WHAT IS NEEDED
Find each line in the entries below that contains the word "with" and copy it out, treating uppercase and lowercase as different.

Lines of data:
● ● ●
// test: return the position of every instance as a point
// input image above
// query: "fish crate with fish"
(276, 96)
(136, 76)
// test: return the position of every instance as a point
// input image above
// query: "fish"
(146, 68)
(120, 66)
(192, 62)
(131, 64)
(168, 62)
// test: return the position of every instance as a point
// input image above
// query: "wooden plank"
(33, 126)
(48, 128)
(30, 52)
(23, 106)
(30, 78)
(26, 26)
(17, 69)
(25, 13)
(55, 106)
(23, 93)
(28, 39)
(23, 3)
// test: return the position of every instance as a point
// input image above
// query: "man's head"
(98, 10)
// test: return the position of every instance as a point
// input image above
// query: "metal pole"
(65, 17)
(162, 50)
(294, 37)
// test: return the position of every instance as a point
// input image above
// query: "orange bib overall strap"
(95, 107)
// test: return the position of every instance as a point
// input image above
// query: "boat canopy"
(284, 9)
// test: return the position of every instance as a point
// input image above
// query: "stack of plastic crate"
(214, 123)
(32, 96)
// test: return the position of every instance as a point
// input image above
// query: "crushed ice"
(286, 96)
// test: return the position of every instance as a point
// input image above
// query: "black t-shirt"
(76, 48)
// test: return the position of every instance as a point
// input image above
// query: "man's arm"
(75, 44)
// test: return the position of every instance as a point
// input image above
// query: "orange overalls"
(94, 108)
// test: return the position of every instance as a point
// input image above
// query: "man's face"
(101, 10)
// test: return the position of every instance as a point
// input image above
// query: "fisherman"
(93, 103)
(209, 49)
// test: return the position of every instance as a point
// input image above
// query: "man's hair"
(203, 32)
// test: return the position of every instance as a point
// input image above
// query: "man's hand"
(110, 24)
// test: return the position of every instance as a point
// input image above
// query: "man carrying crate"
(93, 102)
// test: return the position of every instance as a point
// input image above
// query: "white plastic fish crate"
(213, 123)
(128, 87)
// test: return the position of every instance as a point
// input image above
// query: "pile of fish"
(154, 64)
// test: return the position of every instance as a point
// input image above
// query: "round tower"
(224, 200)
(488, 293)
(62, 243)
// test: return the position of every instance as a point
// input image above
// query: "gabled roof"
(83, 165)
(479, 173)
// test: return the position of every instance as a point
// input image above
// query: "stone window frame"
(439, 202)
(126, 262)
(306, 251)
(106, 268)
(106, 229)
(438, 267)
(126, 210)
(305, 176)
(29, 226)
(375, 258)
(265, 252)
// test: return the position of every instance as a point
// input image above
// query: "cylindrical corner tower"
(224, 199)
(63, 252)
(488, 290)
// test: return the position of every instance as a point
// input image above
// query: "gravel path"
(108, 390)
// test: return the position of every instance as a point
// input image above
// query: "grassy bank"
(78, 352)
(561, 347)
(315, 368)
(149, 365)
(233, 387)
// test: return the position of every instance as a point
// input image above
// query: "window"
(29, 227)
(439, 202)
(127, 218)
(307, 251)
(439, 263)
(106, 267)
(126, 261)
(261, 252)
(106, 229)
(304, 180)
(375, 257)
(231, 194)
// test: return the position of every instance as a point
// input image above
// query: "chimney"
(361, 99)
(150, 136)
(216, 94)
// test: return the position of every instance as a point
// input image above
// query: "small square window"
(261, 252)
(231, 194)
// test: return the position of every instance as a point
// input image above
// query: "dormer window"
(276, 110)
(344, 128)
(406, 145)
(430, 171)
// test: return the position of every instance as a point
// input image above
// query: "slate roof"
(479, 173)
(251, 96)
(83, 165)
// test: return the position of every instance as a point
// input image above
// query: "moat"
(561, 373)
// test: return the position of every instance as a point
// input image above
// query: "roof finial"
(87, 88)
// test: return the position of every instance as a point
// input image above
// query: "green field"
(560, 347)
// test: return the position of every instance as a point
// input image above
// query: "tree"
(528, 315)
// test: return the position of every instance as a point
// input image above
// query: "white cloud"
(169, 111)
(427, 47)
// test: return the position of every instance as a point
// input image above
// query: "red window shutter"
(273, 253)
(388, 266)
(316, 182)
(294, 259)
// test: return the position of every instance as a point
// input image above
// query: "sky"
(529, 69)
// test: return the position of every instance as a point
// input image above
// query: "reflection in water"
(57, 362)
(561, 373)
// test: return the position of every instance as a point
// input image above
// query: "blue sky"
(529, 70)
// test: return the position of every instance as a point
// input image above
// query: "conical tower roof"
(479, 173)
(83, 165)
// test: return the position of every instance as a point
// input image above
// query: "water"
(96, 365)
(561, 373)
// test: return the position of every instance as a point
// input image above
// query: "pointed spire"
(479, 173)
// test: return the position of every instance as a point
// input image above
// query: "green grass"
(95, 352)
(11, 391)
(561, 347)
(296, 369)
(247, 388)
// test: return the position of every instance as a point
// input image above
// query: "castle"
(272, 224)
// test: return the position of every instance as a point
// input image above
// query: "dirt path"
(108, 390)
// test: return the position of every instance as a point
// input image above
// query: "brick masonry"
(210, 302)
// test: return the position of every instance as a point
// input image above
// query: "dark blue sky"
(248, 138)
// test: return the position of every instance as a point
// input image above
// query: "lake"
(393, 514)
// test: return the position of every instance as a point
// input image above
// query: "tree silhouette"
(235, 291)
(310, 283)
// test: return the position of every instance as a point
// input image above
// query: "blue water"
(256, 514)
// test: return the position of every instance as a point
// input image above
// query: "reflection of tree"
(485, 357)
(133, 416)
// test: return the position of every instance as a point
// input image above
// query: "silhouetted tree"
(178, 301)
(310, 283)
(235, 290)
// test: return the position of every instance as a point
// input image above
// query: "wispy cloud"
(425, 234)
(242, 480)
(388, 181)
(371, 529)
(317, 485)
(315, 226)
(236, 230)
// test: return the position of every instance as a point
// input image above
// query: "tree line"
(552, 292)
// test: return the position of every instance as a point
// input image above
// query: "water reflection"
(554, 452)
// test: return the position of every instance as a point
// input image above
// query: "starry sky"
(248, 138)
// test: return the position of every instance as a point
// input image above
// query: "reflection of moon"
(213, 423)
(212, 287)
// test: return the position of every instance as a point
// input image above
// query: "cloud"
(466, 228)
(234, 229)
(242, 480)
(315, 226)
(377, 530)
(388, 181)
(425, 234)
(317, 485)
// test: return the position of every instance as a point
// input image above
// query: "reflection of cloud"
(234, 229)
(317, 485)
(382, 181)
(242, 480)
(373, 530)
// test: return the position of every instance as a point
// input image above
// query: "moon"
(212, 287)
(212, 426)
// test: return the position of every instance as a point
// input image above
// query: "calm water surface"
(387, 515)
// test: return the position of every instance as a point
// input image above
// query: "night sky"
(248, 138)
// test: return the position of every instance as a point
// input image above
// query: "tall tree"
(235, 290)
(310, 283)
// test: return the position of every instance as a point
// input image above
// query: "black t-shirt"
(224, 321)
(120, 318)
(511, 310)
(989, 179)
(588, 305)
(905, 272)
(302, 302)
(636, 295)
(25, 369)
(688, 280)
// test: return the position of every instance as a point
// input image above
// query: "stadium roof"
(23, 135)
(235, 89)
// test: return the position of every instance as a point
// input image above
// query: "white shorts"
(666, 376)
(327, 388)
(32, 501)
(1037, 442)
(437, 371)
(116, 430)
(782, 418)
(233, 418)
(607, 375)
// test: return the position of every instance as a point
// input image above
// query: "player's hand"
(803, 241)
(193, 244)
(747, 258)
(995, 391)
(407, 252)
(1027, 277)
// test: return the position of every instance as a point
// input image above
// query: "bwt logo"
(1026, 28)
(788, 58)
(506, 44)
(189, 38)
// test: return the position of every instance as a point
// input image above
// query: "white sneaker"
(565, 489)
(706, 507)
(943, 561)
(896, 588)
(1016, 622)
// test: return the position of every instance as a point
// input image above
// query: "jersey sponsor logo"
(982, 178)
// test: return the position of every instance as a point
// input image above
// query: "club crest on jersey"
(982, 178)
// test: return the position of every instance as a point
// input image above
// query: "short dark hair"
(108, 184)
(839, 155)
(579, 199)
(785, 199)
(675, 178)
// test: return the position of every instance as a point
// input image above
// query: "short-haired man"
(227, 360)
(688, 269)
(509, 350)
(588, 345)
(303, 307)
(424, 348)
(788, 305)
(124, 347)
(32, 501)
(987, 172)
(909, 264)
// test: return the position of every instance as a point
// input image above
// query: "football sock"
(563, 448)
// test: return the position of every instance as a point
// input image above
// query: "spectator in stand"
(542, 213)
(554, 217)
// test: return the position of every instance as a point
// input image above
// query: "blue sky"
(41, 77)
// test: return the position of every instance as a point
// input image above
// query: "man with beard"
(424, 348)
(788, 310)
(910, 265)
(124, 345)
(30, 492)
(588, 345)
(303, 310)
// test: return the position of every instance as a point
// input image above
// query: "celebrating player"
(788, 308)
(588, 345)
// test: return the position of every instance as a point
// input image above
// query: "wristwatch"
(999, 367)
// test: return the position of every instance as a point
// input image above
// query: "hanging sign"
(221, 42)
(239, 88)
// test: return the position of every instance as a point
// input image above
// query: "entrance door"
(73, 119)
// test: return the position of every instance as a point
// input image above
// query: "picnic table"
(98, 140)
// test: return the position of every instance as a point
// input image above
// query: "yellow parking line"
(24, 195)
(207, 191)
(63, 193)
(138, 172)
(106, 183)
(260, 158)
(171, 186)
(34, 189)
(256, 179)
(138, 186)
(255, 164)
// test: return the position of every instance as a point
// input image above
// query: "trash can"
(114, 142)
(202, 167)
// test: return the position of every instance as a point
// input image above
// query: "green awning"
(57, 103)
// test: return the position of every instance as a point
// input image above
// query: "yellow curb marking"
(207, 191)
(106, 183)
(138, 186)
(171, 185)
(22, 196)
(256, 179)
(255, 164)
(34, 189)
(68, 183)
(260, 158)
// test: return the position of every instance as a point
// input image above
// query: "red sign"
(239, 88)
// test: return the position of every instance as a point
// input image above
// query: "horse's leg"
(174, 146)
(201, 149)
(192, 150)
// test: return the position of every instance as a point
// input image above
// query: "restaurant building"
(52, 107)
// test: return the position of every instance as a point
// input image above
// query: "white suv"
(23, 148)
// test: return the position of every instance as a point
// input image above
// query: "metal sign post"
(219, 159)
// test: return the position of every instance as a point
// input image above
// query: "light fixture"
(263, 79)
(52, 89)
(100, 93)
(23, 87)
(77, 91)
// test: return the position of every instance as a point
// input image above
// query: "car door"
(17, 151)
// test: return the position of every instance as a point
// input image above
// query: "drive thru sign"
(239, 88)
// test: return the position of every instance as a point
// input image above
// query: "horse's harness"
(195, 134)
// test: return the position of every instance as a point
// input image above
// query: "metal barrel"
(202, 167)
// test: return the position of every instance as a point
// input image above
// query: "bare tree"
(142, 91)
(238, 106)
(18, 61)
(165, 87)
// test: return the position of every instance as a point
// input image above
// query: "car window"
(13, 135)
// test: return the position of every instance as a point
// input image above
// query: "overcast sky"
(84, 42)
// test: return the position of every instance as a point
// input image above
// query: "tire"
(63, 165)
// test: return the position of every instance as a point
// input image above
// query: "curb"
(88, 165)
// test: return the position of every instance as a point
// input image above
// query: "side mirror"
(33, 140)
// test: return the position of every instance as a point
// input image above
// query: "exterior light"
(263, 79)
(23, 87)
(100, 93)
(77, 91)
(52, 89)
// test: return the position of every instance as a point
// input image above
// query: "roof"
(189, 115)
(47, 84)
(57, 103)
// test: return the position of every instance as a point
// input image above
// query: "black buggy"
● ● ●
TASK RESULT
// query: "fish crate with fish"
// query: "man with beard"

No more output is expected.